--- Exercise material Enclosed Below ---

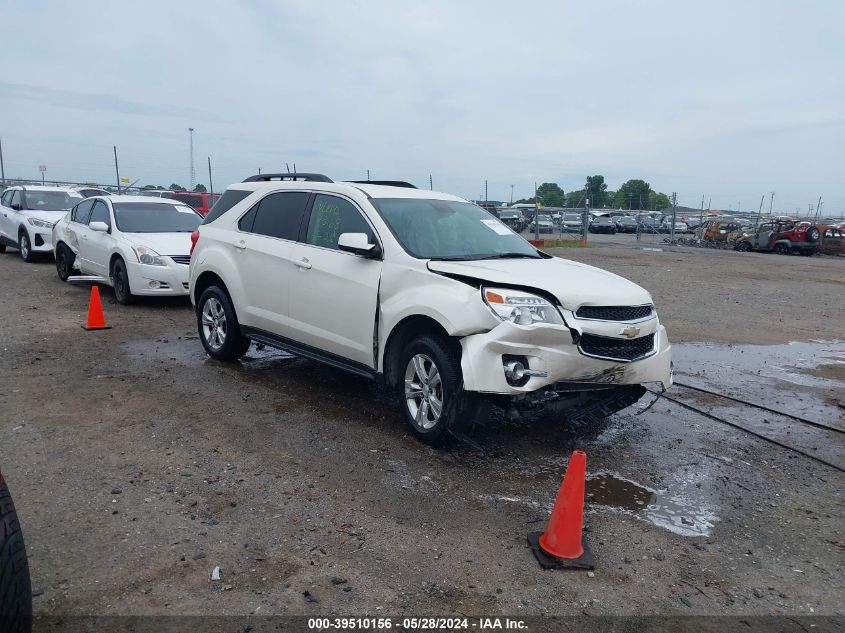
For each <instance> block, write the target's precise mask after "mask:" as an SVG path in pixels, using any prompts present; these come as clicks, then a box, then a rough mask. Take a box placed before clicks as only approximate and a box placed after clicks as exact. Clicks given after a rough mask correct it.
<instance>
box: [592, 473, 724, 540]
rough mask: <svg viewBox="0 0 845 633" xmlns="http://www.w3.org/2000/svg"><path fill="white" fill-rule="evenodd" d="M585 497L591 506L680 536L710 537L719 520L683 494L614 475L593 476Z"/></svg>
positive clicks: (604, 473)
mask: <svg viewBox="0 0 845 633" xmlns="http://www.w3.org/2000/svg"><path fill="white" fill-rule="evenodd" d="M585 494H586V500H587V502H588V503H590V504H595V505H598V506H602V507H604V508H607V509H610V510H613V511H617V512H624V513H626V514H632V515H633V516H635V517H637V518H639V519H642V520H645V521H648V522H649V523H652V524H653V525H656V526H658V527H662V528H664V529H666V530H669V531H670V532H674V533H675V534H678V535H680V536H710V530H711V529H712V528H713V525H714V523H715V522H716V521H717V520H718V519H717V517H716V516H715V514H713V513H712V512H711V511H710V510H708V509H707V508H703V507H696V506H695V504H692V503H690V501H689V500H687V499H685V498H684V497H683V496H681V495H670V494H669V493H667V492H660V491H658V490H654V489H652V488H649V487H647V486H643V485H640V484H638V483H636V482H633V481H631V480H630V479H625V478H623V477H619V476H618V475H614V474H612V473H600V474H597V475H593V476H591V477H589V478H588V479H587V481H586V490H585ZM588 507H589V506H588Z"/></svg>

--- End of Enclosed Exercise material ---

What is expected: If pictures appear among the records, do not carry them over; retype the rest exactly.

Answer to this task:
For each <instance> block, write the target's precise mask after "mask:" as an SVG path in pixels, using any prompts present; these come as clicks, then a box, then a rough mask. Take a box placed before clicks as only approximate and a box placed after clicks as exact. Clicks given after a rough mask correct it.
<instance>
box: [592, 473, 724, 540]
rough mask: <svg viewBox="0 0 845 633" xmlns="http://www.w3.org/2000/svg"><path fill="white" fill-rule="evenodd" d="M585 497L591 506L680 536L710 537L719 520L683 494L614 475L593 476Z"/></svg>
positive clicks: (604, 473)
mask: <svg viewBox="0 0 845 633" xmlns="http://www.w3.org/2000/svg"><path fill="white" fill-rule="evenodd" d="M585 494H586V500H587V502H588V503H590V504H595V505H598V506H602V507H604V508H607V509H610V510H613V511H617V512H624V513H626V514H632V515H633V516H635V517H637V518H639V519H642V520H645V521H648V522H649V523H652V524H653V525H656V526H658V527H662V528H664V529H666V530H669V531H670V532H674V533H675V534H678V535H680V536H710V530H711V529H712V528H713V525H714V523H715V522H716V521H717V520H718V519H717V517H716V516H715V514H713V513H712V512H711V511H710V510H708V509H707V508H703V507H696V506H695V504H692V503H690V501H689V500H687V499H685V498H684V497H683V496H681V495H670V494H669V493H667V492H660V491H658V490H654V489H652V488H649V487H647V486H643V485H640V484H638V483H636V482H633V481H631V480H630V479H625V478H623V477H619V476H618V475H614V474H612V473H600V474H597V475H593V476H591V477H589V478H588V479H587V481H586V490H585ZM588 507H589V506H588Z"/></svg>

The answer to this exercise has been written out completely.